Work required: Copy the stretch of records below from the line containing "bear's front leg." through the line containing "[116, 284, 136, 301]", keeping every line, and raise each bounding box coordinate in the answers by 103.
══ Record list ══
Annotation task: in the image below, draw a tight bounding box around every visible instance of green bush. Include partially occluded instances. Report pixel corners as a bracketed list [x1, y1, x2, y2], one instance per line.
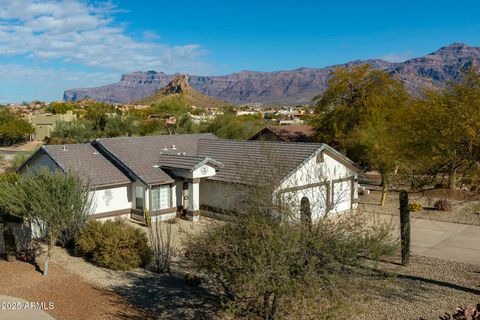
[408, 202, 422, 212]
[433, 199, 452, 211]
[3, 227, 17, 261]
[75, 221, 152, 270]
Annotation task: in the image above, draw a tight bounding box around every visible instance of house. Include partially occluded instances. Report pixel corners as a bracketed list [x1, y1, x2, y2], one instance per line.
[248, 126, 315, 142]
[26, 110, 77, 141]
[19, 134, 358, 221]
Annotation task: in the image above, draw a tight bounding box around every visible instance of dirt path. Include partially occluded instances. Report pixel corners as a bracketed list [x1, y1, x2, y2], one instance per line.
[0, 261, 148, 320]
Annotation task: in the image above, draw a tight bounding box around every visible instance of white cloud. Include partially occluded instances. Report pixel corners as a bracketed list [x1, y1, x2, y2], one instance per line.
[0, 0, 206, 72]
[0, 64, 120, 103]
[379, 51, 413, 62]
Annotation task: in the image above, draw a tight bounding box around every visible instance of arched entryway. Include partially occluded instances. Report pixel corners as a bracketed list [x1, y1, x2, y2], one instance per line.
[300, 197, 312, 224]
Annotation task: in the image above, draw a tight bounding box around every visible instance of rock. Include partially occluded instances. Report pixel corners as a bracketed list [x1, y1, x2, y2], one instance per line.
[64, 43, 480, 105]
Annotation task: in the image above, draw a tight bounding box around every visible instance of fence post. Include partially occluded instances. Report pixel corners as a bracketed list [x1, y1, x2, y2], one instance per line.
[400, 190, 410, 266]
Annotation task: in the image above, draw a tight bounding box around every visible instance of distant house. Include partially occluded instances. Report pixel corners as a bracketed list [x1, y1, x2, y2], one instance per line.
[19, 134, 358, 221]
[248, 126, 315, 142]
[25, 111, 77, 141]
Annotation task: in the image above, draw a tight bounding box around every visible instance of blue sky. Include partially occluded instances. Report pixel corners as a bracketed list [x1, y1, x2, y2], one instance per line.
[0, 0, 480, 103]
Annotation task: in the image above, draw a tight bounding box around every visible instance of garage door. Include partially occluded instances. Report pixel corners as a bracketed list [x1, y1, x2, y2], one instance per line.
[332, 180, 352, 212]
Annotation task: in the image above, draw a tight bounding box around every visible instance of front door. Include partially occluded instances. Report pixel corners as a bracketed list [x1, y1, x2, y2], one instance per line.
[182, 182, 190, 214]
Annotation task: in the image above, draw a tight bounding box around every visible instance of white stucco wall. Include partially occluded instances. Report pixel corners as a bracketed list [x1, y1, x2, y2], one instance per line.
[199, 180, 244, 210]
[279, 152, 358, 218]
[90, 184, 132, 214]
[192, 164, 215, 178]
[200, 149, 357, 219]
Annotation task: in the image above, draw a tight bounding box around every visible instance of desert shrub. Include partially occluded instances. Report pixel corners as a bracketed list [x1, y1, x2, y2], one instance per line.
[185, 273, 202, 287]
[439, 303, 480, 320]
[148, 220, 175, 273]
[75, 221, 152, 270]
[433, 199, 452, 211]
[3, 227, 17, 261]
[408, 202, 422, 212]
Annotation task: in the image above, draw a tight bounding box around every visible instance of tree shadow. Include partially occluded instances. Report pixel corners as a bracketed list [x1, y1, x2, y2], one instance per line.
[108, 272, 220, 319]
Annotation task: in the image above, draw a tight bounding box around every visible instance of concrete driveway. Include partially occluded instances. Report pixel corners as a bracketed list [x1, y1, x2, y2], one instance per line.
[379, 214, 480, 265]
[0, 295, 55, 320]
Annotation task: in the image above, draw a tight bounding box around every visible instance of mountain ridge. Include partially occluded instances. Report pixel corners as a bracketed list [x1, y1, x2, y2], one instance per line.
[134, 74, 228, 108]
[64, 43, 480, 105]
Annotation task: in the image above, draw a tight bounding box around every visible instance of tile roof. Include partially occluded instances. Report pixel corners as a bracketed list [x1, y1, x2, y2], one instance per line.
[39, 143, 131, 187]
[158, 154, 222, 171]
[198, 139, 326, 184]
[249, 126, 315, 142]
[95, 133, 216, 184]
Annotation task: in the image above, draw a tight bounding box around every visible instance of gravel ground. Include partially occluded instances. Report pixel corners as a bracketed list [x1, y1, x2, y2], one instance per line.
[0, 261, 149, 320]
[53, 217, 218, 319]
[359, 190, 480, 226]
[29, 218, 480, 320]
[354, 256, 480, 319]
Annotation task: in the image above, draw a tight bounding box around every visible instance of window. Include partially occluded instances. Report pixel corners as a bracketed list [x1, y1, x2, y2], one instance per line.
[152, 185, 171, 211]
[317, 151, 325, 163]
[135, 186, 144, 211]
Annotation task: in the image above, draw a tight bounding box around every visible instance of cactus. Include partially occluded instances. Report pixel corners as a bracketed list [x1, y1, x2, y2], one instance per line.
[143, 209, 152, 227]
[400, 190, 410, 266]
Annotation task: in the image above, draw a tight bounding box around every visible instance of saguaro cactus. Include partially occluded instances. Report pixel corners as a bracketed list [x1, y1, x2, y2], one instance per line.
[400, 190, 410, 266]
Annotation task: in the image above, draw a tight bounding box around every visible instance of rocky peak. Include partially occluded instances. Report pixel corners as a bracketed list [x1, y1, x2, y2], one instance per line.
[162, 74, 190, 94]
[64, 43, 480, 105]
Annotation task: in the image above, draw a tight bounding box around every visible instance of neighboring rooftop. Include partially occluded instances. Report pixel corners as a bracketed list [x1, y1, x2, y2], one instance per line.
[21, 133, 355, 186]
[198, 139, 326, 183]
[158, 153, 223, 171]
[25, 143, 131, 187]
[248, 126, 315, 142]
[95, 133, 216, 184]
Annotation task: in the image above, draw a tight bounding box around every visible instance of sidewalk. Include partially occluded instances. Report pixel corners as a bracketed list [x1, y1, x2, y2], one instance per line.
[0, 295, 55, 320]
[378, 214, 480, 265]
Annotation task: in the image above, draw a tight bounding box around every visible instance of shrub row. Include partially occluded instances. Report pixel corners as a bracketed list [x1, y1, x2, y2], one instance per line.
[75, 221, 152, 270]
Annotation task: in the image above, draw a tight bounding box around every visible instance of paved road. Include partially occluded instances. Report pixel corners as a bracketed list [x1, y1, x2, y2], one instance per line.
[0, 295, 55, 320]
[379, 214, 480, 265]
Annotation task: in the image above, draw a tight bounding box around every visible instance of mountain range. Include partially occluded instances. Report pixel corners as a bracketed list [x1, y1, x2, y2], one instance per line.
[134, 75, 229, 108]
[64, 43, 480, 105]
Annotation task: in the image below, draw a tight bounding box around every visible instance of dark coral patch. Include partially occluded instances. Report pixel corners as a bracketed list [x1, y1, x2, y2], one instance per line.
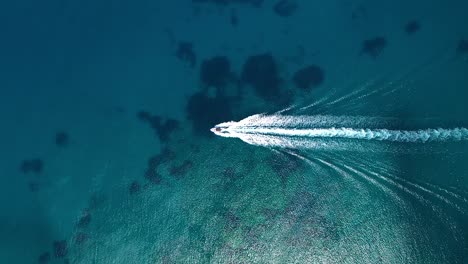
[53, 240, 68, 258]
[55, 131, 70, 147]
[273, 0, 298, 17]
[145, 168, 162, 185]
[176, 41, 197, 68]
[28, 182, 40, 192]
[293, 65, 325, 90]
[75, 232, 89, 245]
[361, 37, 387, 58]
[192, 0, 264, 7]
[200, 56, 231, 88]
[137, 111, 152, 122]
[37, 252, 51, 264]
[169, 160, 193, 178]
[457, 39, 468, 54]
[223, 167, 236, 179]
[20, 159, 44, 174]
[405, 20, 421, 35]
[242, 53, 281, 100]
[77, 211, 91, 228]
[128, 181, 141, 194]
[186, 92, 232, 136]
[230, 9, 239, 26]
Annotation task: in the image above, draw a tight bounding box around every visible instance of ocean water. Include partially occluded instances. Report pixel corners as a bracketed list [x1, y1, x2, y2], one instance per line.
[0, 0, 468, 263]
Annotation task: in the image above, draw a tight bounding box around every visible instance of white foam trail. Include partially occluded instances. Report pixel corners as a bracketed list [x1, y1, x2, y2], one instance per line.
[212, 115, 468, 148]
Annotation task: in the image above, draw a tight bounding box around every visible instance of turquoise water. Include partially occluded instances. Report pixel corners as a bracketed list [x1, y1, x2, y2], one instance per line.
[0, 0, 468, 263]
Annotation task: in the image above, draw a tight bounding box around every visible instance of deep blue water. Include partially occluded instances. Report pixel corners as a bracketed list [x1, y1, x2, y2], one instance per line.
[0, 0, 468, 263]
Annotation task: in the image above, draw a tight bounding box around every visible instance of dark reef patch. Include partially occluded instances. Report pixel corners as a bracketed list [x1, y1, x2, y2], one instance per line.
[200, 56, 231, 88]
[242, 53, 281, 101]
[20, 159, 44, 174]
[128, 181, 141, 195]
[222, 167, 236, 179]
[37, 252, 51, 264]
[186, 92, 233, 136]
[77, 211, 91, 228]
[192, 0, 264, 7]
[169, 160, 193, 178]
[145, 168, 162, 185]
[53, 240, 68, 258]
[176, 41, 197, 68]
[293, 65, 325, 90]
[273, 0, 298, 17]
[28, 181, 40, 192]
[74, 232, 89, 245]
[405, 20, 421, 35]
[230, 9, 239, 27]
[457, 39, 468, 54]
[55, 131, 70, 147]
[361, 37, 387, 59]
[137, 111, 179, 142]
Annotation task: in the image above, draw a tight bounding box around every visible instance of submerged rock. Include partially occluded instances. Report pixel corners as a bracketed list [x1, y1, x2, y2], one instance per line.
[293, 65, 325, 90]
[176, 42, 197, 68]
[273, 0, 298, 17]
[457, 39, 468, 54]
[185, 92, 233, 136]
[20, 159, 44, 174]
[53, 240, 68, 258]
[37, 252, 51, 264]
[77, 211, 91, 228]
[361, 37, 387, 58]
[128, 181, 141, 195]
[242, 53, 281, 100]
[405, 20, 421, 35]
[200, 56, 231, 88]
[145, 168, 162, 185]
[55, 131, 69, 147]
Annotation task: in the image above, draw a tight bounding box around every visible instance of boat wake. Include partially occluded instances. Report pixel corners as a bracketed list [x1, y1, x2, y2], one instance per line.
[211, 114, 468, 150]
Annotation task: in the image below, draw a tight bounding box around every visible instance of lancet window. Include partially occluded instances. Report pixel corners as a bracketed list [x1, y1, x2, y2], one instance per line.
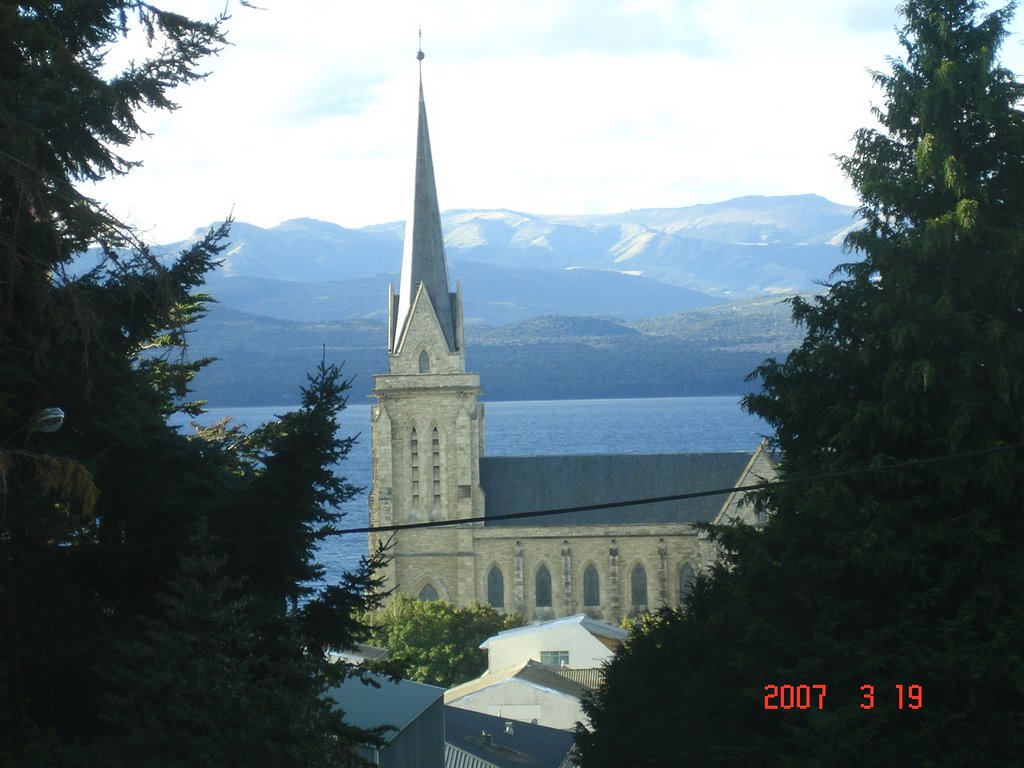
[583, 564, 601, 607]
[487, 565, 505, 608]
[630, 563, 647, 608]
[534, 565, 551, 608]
═══
══ Record list ══
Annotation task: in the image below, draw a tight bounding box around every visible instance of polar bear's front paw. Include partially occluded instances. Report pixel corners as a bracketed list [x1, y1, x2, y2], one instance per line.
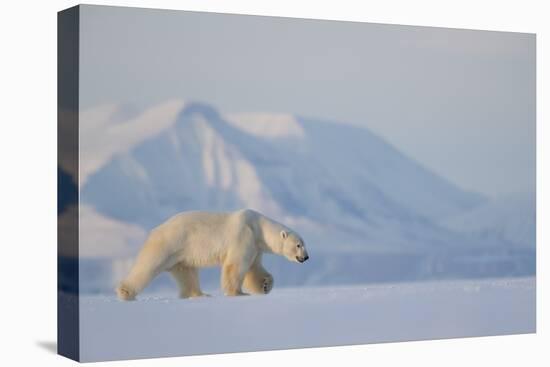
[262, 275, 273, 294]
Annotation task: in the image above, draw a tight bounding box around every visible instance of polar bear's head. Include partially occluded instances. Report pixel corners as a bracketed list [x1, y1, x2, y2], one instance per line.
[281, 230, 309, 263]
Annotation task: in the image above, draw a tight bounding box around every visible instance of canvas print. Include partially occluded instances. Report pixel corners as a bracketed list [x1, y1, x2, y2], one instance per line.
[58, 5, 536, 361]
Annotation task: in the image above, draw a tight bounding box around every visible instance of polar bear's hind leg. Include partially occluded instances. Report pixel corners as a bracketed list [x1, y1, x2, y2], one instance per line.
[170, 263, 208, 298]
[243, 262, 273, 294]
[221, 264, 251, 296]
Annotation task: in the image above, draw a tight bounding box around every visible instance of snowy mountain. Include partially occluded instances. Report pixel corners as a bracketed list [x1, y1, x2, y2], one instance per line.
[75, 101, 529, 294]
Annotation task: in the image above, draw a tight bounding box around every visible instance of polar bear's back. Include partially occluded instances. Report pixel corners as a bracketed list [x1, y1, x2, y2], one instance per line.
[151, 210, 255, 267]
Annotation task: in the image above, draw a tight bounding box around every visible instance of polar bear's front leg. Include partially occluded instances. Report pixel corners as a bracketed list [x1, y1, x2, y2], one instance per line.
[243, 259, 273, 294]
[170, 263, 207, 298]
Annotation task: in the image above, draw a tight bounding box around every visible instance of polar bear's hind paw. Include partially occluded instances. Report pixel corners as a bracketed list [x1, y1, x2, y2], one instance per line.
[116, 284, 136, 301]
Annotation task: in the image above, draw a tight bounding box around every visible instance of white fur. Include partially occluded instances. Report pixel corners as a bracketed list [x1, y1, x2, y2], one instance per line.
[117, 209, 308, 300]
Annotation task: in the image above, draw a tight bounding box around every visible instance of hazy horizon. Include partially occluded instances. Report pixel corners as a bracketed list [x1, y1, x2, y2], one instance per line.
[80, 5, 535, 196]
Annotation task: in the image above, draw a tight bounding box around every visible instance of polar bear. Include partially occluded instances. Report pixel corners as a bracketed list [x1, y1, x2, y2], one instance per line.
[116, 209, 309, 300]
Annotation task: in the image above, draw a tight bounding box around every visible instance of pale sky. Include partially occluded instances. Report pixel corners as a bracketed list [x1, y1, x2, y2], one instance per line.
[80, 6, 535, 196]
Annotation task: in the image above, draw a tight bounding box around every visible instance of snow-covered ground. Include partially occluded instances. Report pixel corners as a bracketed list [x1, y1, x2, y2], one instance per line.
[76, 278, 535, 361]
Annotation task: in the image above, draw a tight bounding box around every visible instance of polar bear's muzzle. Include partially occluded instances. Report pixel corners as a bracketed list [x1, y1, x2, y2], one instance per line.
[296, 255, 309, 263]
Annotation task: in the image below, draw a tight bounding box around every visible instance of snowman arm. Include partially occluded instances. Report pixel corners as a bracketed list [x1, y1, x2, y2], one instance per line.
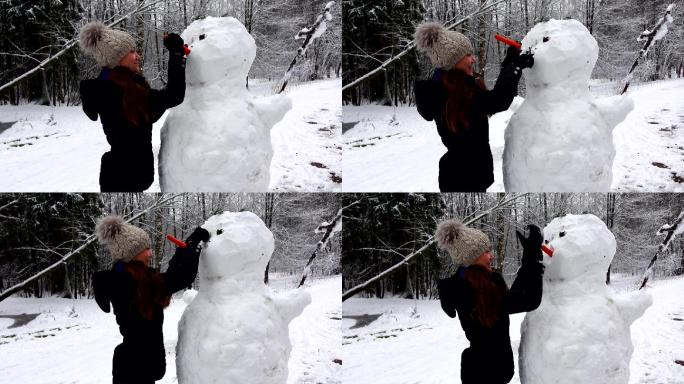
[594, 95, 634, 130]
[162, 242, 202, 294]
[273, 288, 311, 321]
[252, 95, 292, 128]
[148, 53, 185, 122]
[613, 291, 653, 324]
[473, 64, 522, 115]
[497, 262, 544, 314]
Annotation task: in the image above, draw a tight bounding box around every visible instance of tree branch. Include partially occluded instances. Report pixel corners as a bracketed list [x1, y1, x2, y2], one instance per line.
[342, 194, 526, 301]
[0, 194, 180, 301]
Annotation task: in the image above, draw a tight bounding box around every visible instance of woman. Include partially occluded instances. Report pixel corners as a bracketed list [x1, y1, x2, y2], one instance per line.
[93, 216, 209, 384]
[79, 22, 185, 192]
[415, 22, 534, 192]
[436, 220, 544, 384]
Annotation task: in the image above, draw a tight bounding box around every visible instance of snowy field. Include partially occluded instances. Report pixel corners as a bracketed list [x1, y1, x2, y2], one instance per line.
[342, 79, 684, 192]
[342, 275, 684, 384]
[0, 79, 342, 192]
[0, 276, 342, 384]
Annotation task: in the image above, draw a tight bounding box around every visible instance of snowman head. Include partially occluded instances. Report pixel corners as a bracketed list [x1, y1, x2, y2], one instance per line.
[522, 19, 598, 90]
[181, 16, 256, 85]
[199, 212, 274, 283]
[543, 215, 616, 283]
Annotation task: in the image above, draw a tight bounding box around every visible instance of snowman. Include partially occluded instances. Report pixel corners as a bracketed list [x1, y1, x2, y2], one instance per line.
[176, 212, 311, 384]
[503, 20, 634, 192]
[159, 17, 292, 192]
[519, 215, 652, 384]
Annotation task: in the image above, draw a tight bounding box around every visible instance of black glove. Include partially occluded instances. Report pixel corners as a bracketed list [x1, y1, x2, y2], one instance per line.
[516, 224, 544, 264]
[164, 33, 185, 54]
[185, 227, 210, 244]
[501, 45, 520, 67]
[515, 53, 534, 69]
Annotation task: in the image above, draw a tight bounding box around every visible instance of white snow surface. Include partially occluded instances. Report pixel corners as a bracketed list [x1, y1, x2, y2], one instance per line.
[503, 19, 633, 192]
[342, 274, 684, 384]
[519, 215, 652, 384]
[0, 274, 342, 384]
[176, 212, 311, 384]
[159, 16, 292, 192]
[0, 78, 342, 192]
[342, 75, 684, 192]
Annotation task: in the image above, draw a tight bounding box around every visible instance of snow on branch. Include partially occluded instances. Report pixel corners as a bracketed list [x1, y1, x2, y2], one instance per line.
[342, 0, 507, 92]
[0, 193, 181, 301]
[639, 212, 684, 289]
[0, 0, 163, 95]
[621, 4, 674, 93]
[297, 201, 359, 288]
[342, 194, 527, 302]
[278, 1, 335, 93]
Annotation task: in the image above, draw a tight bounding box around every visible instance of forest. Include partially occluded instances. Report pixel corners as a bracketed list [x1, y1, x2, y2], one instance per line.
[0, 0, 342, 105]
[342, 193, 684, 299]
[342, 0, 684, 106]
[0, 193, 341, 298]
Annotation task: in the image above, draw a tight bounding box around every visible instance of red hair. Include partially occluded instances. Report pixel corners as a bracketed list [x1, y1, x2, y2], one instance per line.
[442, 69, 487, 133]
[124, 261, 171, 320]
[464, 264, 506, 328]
═══
Response:
Annotation task: in the image above, draw a tight bounding box around every visible instance of polar bear's front leg. Include partially occluded instances. Report pixel corners as a bracketed list [x1, y1, x2, y2], one instance per line.
[346, 362, 376, 397]
[273, 366, 310, 401]
Annotation task: in the image above, draw a tight bounding box around every visible instance of polar bear's hind paw. Include partially occluded instances. Report pixel corners as a bracketed list [x1, y1, x2, y2], one instance per line.
[219, 387, 239, 404]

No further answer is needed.